_Aim_
Reproduce the data below verbatim, starting at the line that contains "graphic. Provide the bounding box" and stopping after the line that contains "[60,164,93,188]".

_Information shown_
++++++++

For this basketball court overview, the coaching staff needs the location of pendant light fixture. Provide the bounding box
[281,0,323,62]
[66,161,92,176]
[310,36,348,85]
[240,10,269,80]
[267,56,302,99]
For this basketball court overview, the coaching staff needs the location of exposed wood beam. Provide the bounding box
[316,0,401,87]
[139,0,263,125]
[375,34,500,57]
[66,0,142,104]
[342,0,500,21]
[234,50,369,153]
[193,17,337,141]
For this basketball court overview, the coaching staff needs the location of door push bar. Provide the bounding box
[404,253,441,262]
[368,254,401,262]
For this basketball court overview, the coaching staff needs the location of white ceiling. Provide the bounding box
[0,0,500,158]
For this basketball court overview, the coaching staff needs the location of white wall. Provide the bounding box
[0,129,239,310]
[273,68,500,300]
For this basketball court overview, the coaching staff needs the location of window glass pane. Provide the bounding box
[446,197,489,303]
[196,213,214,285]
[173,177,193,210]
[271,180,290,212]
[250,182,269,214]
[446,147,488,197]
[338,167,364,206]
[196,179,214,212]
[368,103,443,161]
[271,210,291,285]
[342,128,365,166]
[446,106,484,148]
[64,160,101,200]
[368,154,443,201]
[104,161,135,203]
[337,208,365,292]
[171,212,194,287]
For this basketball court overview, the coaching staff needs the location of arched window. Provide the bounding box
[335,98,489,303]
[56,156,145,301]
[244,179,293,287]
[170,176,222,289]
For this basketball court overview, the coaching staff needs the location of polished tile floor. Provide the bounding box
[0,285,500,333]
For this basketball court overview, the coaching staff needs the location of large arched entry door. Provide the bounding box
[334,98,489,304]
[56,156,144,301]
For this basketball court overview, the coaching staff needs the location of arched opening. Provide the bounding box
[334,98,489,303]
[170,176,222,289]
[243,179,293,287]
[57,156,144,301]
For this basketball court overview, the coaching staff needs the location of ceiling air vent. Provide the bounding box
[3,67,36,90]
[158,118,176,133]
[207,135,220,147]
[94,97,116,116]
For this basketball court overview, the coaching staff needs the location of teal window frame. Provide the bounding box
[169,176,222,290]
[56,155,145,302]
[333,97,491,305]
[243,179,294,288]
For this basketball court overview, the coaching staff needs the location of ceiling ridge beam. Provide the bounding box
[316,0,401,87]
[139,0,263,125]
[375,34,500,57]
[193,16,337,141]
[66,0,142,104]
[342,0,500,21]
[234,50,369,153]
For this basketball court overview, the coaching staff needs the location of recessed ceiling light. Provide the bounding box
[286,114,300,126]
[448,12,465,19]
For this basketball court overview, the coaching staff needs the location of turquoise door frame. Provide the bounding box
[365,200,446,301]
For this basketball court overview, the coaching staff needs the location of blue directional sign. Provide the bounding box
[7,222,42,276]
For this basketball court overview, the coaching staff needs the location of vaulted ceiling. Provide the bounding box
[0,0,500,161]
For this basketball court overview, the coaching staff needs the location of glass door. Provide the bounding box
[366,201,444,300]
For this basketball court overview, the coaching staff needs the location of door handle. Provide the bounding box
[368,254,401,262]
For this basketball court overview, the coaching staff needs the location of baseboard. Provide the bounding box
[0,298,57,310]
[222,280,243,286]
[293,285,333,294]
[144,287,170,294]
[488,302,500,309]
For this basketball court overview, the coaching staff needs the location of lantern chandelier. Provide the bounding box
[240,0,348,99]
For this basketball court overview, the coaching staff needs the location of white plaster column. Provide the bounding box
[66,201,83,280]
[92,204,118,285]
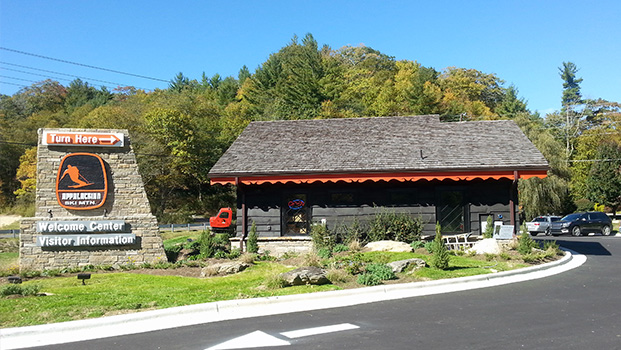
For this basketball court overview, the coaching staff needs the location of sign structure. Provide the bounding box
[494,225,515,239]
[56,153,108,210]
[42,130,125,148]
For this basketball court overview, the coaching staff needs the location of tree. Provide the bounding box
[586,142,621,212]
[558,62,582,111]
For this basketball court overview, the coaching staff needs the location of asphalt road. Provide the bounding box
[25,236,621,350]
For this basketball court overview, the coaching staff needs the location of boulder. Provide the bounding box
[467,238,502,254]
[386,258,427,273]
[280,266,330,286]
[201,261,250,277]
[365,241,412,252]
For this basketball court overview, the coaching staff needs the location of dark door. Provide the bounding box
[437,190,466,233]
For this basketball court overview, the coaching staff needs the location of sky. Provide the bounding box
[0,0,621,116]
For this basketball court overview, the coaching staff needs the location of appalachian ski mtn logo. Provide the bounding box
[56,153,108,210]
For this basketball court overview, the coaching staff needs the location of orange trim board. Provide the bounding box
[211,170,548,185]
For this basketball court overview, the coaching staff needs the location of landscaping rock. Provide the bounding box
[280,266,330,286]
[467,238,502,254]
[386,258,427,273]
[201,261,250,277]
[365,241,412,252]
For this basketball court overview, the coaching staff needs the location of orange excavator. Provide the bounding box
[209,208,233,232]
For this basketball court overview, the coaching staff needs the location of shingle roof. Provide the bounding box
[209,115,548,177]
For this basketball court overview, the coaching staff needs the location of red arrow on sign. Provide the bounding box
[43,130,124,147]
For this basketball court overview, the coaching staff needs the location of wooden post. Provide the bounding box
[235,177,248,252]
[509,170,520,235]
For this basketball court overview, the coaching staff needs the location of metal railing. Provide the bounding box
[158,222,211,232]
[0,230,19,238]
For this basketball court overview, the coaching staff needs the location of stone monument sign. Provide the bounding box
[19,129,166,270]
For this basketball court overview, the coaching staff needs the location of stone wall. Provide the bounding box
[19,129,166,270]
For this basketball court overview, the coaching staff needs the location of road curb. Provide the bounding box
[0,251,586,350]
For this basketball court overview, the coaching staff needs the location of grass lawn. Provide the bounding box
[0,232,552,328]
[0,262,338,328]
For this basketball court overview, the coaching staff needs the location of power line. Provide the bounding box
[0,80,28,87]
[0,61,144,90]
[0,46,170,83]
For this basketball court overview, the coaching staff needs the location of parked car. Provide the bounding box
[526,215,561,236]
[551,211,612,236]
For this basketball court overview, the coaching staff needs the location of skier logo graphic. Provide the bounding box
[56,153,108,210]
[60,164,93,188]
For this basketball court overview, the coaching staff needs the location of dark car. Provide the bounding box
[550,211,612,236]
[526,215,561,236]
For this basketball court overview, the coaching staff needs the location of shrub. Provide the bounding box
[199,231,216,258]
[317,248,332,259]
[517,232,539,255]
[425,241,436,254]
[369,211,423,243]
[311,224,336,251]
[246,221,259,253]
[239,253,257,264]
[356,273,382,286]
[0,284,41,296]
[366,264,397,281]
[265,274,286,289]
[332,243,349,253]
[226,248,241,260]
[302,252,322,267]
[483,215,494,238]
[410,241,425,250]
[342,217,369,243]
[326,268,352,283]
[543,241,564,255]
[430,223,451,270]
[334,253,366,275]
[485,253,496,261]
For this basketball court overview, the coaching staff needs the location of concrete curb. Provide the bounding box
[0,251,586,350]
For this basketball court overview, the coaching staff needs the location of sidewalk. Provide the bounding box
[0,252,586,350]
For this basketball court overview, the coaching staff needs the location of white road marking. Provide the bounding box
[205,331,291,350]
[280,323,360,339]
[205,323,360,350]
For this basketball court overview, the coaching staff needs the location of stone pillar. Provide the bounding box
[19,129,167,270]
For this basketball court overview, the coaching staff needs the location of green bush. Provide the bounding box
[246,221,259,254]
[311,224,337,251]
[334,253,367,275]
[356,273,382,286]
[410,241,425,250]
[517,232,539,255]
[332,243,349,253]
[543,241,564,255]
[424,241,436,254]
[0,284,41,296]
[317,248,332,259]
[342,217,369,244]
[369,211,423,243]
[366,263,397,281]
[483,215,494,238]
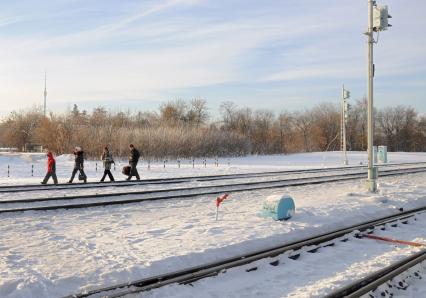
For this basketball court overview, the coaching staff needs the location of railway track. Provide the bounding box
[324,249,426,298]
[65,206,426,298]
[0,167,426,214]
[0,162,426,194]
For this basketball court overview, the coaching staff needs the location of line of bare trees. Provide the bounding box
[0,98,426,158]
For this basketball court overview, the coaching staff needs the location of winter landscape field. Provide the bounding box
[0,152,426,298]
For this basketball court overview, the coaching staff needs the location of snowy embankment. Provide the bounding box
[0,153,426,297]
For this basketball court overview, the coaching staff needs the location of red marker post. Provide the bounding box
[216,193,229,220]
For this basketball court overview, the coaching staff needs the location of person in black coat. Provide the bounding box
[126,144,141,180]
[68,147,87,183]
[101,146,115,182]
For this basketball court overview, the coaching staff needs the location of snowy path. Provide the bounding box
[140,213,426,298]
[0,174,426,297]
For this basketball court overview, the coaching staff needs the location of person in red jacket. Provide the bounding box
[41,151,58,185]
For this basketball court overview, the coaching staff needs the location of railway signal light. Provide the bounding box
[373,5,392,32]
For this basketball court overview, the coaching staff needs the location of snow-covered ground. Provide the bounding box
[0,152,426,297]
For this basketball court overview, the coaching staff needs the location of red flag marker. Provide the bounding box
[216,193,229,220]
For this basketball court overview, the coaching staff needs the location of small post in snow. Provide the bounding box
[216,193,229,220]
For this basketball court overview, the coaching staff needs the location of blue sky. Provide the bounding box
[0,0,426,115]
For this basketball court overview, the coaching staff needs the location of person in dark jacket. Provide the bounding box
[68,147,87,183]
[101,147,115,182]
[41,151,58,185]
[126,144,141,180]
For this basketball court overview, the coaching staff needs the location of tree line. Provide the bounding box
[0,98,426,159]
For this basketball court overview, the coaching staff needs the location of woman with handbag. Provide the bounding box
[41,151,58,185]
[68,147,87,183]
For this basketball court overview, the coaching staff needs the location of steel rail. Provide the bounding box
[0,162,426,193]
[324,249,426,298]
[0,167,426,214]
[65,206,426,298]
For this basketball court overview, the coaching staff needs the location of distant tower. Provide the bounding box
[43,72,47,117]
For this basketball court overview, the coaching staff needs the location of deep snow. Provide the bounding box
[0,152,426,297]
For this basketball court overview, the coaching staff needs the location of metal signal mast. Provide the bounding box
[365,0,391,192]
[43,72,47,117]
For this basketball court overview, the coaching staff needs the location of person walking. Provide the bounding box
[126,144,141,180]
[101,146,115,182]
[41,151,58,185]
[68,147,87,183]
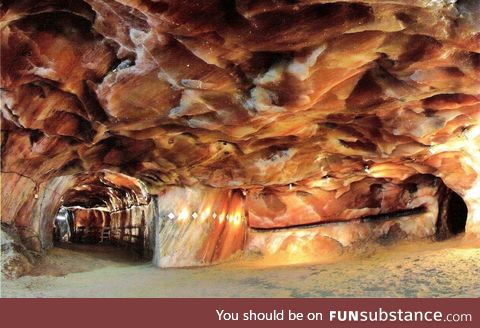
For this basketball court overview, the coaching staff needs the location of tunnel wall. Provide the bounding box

++++++++

_Solution to the exercise_
For this basketball court overview, the coaching staff needs the location of skier logo graphic. Provide the bounding box
[56,153,108,210]
[60,164,93,188]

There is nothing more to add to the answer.